Task directions - In the entries below, set out the stretch from the line containing "Exercise. Annotate the bicycle tire" through the line containing "x=50, y=556" as a numbered list, leaving out any blank lines.

[Records from a data source]
- - - - -
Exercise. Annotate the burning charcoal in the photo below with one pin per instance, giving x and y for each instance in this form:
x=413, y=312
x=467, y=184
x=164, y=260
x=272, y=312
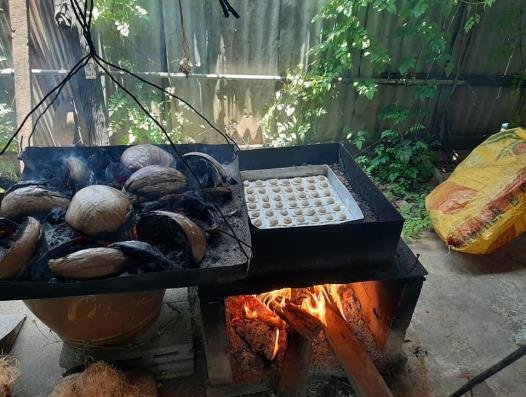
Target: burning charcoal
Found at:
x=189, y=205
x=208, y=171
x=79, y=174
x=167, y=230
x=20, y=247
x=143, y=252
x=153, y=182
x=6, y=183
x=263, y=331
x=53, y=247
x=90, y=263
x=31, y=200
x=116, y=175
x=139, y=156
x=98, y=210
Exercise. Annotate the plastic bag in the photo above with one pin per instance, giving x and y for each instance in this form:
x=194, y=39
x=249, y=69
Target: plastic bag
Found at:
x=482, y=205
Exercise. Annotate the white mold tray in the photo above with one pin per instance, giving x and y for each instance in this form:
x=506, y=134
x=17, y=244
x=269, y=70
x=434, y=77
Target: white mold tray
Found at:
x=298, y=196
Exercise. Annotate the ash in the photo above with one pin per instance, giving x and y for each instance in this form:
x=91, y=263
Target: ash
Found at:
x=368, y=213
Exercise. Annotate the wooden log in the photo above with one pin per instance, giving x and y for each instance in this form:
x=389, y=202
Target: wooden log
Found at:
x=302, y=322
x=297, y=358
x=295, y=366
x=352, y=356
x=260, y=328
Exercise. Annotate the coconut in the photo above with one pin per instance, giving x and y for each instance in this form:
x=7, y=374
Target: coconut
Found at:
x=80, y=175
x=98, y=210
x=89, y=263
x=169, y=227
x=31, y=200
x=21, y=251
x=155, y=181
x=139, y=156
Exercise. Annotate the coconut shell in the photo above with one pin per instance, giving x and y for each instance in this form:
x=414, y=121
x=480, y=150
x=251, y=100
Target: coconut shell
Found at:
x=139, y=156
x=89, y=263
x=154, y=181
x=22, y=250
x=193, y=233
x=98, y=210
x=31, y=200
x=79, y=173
- - - - -
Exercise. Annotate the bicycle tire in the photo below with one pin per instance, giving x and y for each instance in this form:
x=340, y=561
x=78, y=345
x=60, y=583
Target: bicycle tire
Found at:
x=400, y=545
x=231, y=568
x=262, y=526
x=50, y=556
- - - - -
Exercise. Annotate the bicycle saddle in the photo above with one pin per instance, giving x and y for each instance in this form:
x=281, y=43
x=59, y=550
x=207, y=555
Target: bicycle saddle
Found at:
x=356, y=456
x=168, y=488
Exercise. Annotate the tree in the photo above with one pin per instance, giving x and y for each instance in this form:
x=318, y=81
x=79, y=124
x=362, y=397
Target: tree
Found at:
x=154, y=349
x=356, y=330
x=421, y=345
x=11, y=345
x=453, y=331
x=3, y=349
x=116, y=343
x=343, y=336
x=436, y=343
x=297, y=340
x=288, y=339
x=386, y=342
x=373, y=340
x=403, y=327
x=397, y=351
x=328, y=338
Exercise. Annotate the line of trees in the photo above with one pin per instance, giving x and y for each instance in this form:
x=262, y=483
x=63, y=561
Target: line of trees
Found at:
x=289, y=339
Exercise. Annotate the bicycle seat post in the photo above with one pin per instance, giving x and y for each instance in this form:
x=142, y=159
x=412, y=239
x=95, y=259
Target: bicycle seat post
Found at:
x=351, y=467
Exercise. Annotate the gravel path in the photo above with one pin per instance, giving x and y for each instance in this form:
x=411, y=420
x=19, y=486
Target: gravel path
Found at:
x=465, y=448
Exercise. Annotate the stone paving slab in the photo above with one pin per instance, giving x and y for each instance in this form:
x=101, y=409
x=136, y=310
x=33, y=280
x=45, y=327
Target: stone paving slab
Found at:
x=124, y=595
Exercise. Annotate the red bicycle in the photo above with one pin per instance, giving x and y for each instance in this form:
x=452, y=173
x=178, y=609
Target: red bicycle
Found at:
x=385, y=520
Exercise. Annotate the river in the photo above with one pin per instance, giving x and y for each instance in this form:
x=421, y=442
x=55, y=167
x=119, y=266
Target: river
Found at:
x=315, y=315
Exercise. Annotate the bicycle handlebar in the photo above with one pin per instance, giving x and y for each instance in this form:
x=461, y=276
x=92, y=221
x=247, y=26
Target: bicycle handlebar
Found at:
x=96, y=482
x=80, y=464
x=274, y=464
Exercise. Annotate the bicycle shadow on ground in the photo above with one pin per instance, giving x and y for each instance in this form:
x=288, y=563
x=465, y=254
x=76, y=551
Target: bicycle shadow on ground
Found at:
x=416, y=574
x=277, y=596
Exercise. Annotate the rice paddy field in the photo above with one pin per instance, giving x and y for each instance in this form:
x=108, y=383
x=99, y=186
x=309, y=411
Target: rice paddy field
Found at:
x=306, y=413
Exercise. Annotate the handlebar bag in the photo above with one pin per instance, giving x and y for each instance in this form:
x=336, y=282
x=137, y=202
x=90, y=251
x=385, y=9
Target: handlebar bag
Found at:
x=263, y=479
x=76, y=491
- - - - -
Full response -
1. Exercise. Annotate the bicycle tire in the photo below with one pin per instance, giving x and y for each instance in this form:
2. x=340, y=561
3. x=78, y=345
4. x=60, y=583
5. Target: bicycle tire
6. Found at:
7. x=400, y=545
8. x=231, y=568
9. x=262, y=526
10. x=50, y=556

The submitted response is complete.